• [WHAT TO WORK ON]: Pull out each line of the listing that contains the word "rough" and copy those lines in full.

• [DATASET RECORDS]:
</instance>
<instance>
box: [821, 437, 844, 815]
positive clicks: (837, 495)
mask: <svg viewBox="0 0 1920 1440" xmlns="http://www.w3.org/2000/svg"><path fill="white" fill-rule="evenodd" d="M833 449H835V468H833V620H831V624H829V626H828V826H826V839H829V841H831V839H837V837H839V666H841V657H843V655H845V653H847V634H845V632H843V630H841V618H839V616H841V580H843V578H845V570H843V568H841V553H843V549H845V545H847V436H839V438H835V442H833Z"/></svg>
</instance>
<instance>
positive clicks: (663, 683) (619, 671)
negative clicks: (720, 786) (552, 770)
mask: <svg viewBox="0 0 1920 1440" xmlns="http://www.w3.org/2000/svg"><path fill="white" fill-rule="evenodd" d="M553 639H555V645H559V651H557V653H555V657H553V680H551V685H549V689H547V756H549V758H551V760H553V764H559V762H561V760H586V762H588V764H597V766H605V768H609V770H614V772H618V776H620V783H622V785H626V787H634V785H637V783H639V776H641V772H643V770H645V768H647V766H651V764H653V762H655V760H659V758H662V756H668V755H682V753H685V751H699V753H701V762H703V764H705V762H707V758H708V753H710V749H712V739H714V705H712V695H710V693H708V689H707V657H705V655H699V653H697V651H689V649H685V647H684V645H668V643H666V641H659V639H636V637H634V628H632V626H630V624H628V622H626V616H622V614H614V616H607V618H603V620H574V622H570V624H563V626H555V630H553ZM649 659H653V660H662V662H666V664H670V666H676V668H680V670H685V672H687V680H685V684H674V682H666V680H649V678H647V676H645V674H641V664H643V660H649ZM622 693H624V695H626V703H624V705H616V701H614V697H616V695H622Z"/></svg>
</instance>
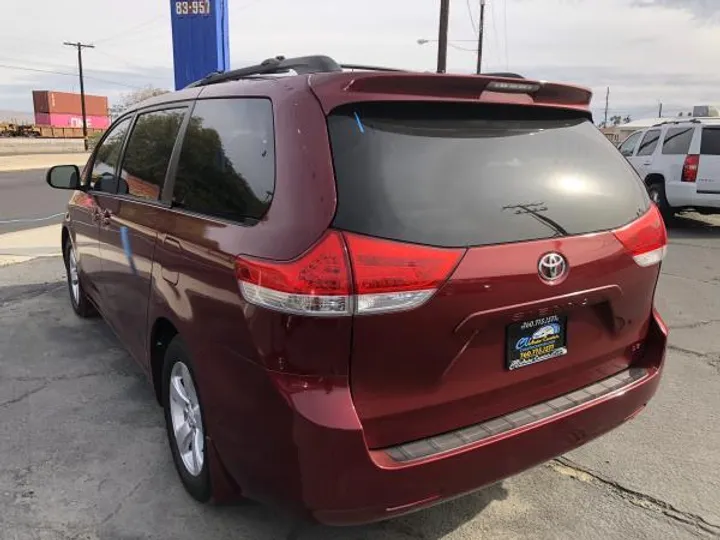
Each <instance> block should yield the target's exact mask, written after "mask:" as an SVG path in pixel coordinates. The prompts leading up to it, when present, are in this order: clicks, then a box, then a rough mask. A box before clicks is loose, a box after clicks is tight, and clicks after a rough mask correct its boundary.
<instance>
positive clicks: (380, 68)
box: [340, 64, 407, 73]
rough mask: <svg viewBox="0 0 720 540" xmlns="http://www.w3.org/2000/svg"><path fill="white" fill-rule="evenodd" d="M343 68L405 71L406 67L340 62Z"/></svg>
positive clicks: (345, 68)
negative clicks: (341, 62)
mask: <svg viewBox="0 0 720 540" xmlns="http://www.w3.org/2000/svg"><path fill="white" fill-rule="evenodd" d="M340 67H341V68H343V69H357V70H360V71H392V72H398V73H402V72H406V71H407V70H406V69H396V68H386V67H381V66H363V65H361V64H340Z"/></svg>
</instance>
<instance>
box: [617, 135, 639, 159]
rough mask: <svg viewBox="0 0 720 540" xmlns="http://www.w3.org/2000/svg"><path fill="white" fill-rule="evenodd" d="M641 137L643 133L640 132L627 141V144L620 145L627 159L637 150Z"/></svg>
mask: <svg viewBox="0 0 720 540" xmlns="http://www.w3.org/2000/svg"><path fill="white" fill-rule="evenodd" d="M641 135H642V132H640V131H638V132H637V133H633V134H632V135H630V136H629V137H628V138H627V139H625V142H624V143H622V144H621V145H620V153H621V154H622V155H623V156H625V157H630V156H632V153H633V151H634V150H635V147H636V146H637V143H638V141H639V140H640V136H641Z"/></svg>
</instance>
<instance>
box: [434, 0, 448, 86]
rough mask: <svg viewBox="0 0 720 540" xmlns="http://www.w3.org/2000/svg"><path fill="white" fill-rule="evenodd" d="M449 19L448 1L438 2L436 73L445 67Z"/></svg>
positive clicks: (439, 71) (446, 62) (441, 70)
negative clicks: (436, 69) (439, 9)
mask: <svg viewBox="0 0 720 540" xmlns="http://www.w3.org/2000/svg"><path fill="white" fill-rule="evenodd" d="M449 18H450V0H440V23H439V25H438V66H437V72H438V73H445V69H446V67H447V27H448V19H449Z"/></svg>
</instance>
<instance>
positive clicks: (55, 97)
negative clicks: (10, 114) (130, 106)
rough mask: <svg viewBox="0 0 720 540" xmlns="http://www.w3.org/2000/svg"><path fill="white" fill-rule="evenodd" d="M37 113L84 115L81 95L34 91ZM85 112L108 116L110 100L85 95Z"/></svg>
mask: <svg viewBox="0 0 720 540" xmlns="http://www.w3.org/2000/svg"><path fill="white" fill-rule="evenodd" d="M33 105H34V108H35V112H36V113H66V114H82V105H81V102H80V94H71V93H68V92H50V91H48V90H33ZM85 112H86V114H88V115H90V116H108V99H107V97H105V96H93V95H88V94H85Z"/></svg>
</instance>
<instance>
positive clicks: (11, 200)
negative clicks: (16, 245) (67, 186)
mask: <svg viewBox="0 0 720 540" xmlns="http://www.w3.org/2000/svg"><path fill="white" fill-rule="evenodd" d="M46 170H47V169H32V170H27V171H8V172H0V234H3V233H7V232H13V231H20V230H25V229H32V228H35V227H41V226H43V225H53V224H56V223H60V222H61V221H62V215H63V213H64V212H65V208H66V206H67V202H68V200H69V199H70V192H69V191H64V190H59V189H53V188H51V187H50V186H48V185H47V183H46V182H45V172H46Z"/></svg>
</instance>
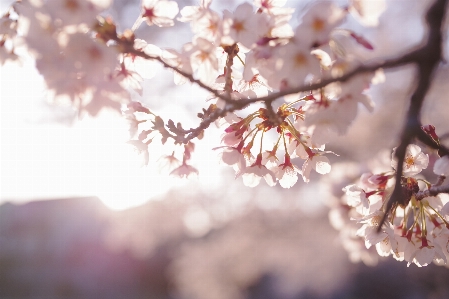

• [RESPONSE AREA]:
Each <instance> block should yield the target's exact mask, written after "mask:" as an SVG path in pixel coordinates. The prompts leading up to it, when present, are in this order: clicks, then a box, then a rough mask. A box before clicks is loose, a box after clicks is tight, and clicks after a rough mask correct its boundary.
rough mask: <svg viewBox="0 0 720 540" xmlns="http://www.w3.org/2000/svg"><path fill="white" fill-rule="evenodd" d="M343 68L405 71L406 67L340 62Z"/></svg>
rough mask: <svg viewBox="0 0 720 540" xmlns="http://www.w3.org/2000/svg"><path fill="white" fill-rule="evenodd" d="M641 137L643 133L640 132L627 141V144L620 145L627 159L637 150Z"/></svg>
rough mask: <svg viewBox="0 0 720 540" xmlns="http://www.w3.org/2000/svg"><path fill="white" fill-rule="evenodd" d="M449 19L448 1L438 2L436 73L445 67Z"/></svg>
rough mask: <svg viewBox="0 0 720 540" xmlns="http://www.w3.org/2000/svg"><path fill="white" fill-rule="evenodd" d="M37 113L84 115L81 95L34 91ZM85 112L108 116L110 100L85 95Z"/></svg>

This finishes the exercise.